**Source data:**
:::
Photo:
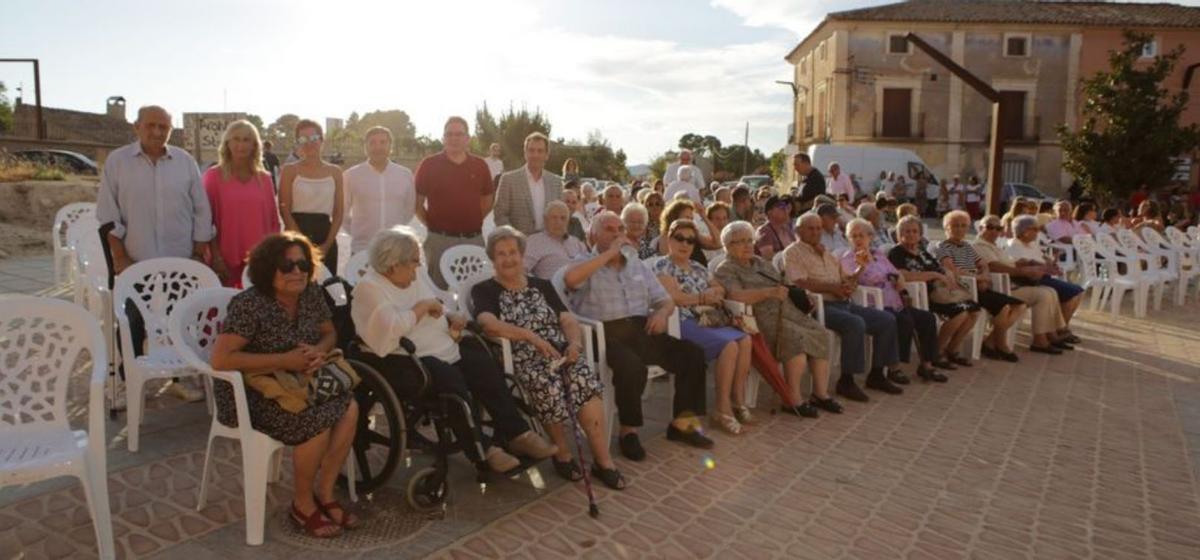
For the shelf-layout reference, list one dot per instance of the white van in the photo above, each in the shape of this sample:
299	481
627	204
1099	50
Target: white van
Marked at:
867	162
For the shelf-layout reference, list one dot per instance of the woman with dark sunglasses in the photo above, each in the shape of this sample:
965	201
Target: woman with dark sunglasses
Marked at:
311	199
283	324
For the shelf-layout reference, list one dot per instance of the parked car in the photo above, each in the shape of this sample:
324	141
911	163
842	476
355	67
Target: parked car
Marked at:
1023	190
67	161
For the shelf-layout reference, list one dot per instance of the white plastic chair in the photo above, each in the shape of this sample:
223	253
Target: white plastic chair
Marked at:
40	343
155	287
64	252
196	324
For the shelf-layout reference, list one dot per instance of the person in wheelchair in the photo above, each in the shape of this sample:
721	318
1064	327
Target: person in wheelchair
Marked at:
283	324
390	303
527	311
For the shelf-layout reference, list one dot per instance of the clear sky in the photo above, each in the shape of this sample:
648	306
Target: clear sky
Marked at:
642	72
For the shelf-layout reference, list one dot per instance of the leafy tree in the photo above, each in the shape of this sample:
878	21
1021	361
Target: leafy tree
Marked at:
5	110
1132	127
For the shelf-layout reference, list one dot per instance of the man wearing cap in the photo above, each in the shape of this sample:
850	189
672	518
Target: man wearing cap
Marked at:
777	234
810	265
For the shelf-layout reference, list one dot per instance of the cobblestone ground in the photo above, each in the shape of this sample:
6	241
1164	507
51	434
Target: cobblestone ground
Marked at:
1090	455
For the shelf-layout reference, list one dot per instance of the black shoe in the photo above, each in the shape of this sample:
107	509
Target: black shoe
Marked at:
631	447
846	387
899	378
691	437
880	383
827	404
931	375
803	409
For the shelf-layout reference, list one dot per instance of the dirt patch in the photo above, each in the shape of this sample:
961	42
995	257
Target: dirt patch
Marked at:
28	208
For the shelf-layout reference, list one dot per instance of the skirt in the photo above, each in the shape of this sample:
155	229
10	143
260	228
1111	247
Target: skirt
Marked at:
317	228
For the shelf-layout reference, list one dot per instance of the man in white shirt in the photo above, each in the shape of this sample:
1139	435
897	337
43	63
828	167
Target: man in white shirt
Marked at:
684	185
672	173
493	161
839	182
521	194
379	193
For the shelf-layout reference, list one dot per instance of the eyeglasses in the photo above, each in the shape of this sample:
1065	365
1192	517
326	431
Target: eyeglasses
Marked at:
288	265
305	139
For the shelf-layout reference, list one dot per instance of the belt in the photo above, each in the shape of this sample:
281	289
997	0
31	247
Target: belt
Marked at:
448	234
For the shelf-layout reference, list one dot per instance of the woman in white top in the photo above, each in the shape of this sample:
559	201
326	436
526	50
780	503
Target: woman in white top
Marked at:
311	193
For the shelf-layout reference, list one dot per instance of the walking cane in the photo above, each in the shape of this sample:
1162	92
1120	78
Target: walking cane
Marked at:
562	366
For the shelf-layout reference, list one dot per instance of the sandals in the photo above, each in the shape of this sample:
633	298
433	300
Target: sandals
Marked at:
611	477
315	524
727	423
349	521
568	470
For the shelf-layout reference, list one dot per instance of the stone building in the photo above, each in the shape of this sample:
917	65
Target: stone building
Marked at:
861	82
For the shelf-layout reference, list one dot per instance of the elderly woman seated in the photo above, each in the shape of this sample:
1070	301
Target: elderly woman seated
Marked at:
546	339
1027	253
960	259
1042	300
391	303
795	336
871	268
282	327
705	323
946	296
552	247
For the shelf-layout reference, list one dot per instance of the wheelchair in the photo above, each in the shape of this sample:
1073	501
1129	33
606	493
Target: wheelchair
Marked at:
393	414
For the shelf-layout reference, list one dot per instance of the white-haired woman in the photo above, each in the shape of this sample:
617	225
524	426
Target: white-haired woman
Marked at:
391	303
700	300
243	199
873	269
545	338
796	337
1042	300
946	296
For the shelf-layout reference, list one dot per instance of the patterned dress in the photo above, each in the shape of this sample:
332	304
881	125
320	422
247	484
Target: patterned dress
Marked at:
262	320
537	307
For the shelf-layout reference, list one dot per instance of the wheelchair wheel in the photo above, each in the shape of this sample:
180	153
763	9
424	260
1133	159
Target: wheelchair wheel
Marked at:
381	439
427	489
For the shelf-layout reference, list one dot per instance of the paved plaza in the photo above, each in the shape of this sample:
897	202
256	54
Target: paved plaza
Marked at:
1095	453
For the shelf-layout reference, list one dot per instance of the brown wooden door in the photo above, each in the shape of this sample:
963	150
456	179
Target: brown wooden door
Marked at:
1012	104
897	113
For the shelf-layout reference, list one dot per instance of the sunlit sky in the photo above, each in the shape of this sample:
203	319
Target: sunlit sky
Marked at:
642	72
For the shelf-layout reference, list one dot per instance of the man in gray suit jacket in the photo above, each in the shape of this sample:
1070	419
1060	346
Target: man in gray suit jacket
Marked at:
522	194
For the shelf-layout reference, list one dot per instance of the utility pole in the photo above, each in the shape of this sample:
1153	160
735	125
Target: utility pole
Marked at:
996	149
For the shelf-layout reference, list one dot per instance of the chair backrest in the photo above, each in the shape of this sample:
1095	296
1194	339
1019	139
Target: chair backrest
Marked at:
155	285
69	215
41	341
463	262
197	321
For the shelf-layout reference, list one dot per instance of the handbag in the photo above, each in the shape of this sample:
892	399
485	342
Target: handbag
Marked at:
333	379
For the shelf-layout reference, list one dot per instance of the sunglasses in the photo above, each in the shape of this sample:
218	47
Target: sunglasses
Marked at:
306	139
287	265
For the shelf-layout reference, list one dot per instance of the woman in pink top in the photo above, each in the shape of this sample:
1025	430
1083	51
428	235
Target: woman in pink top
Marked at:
243	199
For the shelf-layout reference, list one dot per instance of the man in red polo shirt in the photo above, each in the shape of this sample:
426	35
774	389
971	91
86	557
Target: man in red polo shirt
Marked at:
454	193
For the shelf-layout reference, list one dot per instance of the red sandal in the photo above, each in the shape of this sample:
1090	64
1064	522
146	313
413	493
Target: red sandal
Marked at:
349	521
315	524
:::
**Your instructions:**
Repeat the data exactly, dropping every picture it holds.

**Answer to the problem:**
Photo:
For the shelf-layout reference, list one dot per instance of the white van in the photo above, each in the shape of this sample:
299	481
627	204
1099	50
Target: white van
Marked at:
867	162
For the shelf-layout reference, list one dot per instance of the woman with dark sunglasses in the photo above, each in the shape of this sample:
965	201
Target: woman with dark sunglasses
Marked at:
311	199
283	324
For the shelf-layout reference, list one dot per instance of the parked car in the photo above, each in the shape of this sample:
324	141
911	163
842	476
355	67
Target: parked car
Marked at:
1023	190
67	161
For the shelf-layout reference, list one dot per instance of the white plastic chair in the photo above, each in the shape of this sample:
223	253
Target: white plastic chair
Marked at:
40	343
155	287
64	252
196	324
For the shelf-layout reference, list one dot per instance of the person in wheelchair in the photo above, each in the shape of this sample:
721	318
1064	327
Target: person in wheelchair
Marked at:
283	324
390	303
527	311
For the shelf-layout reference, list one dot per instance of the clear sky in the photo above, each in the shape of this sample:
648	306
Target: clear sky
Marked at:
642	72
For the shelf-layout reference, list one dot per instance of the leafy tree in the photo above, each in the shape of this sample:
878	21
1021	361
Target: leafy tree
Marked at:
5	110
1132	127
For the shelf-layout reference, list one dot per instance of the man wearing cap in the photo above, each in the shape of this sample:
850	189
672	518
Target: man wearing cap
Marked at:
777	234
810	265
For the shelf-layout reference, list one dot per instance of the cobblestone ground in the photo above, each in the shape of this sample:
6	241
1164	507
51	434
Target: cobblestone ground
Marked at:
1090	455
For the shelf-layout reference, list one dot per instance of the black shoe in the photo above, each in the shape of this sample:
107	509
Target: black shoe
Marked at:
631	447
846	387
899	378
691	437
880	383
827	404
931	375
803	409
For the shelf-layout reference, list one dot per instance of the dirt patch in the photo above, each in the shape of this sample:
961	42
995	257
Target: dirt patch
Marked at:
28	208
For the shelf-layout reference, list one dot per instance of the skirt in the photo above, each in the shape of this sample:
155	229
10	143
260	228
1111	247
Target: skirt
Marked at:
317	228
For the shelf-layout reference, list one dot per instance of the man in white shirt in the photo above, each in the shape of this sample:
1139	435
897	337
43	63
828	167
Target: man in white shirt
Marked at:
684	185
672	173
493	161
839	182
521	194
379	193
For the shelf-layout reference, list one dot per instance of the eyeglasses in the photo above, each in the shape of this sample:
1065	365
1192	517
326	431
Target: eyeglasses
Marked at:
288	265
305	139
For the shelf-layout reference, list one dot per instance of the belt in the photo above, each in the shape of this sample:
281	289
997	0
31	247
Target: belt
Marked at:
448	234
For the shelf-layout reference, list one dot per instance of the woman in white top in the photo above, each in the shape of this sample:
559	201
326	436
526	50
780	503
Target: woman in white top
Marked at:
311	193
For the shelf-layout reference, list one dot per instance of the walking cane in the photo above, each in the shape of this sample:
1162	92
1120	78
Target: walking cane
Marked at:
562	366
For the shelf-layout reference, list one dot per instance of the sandals in the photo above, each in the shape of this sample:
633	298
433	300
Target: sandals
Marked at:
611	477
315	524
727	423
349	521
568	470
For the shelf-layout reference, list one dot per instance of the stone building in the photo above, each in the shape of this sample:
917	65
Target: stone building
Marked at:
861	82
For the shelf-layout reference, list one dot per instance of the elderly woman seated in the photo above, each in the shape of this sample:
1070	301
Target: elderly woman seated
Marked at:
546	339
1027	253
960	259
1042	300
391	303
795	336
871	268
282	327
705	323
946	296
552	247
For the shelf-layout reference, list one dot per instance of the wheelchair in the photo above, each in the shape of this sample:
1073	501
1129	33
606	493
Target: wheelchair
Marked at:
393	414
For the shelf-layout reference, list one dot per instance of the white-haired woman in the photo above, each in the shape of this sample:
617	225
524	426
Target: white-haired woman
Marked at:
391	303
700	300
243	199
873	269
545	338
796	337
1042	300
946	296
For the shelf-layout reference, list one dot per instance of the patterned dress in the photo above, each in the shape of this sample:
332	304
881	125
320	422
247	484
Target: patterned dress
Marked at:
262	320
537	307
For the shelf-layout reference, list one dot per instance of the wheelchair wheel in the photo above, each in the shape of this sample:
180	153
763	9
424	260
1133	159
Target: wheelchair wheel
Marked at:
381	439
427	489
For the shelf-layout reference, list one dot per instance of the paved plaza in the photo above, each in the shape of this sample:
897	202
256	54
Target: paved plaza
Marked at:
1095	453
For the shelf-layout reference, list one dot per instance of the brown wooden door in the photo above, each in the shape of this sample:
963	150
456	179
Target: brown wooden door
Marked at:
1012	104
897	113
For the shelf-layout reference, list one dot per instance of the sunlit sky in the photo above, each in the shape of this sample:
203	319
Target: sunlit sky
Marked at:
642	72
For the shelf-layout reference, list one dot per instance of the man in gray suit jacket in the photo above, each in the shape of this sample:
1070	419
1060	346
Target: man in gray suit jacket
Marked at:
522	194
For the shelf-layout reference, list one dot per instance of the utility pole in the photo above, each in the shape of this sample:
1153	160
735	125
Target: utility pole
Marked at:
996	149
For the shelf-layout reference, list one dot per instance of the chair backrest in the photo above, each in the shape of this sample:
1095	296
1194	339
1019	139
Target: chair backrest
Marked at:
155	285
69	215
41	341
463	262
197	321
For the shelf-layout reference, list one dot per instance of the handbag in the photo above, each in the shape of this sample:
892	399
485	342
Target: handbag
Marked at:
333	379
For the shelf-layout reference, list one dot per instance of the sunglasses in the photo above, each in the shape of this sample:
218	47
Target: sunglasses
Marked at:
306	139
287	265
For the shelf-layout reference, list one dot per instance of the woman in pink top in the photo above, each in the shape of this sample:
1025	430
1083	51
428	235
Target: woman in pink top
Marked at:
243	199
For the shelf-layout reference, list one dot per instance of the man in red polo shirt in the photo above, each in the shape of this sample:
426	35
774	389
971	91
86	557
Target: man in red polo shirt
Marked at:
454	193
For the shelf-layout reference, list one dot per instance of the red sandal in the photo above, each in the shape of this sample:
1090	64
1064	522
146	313
413	493
Target: red sandal
Marked at:
349	521
315	524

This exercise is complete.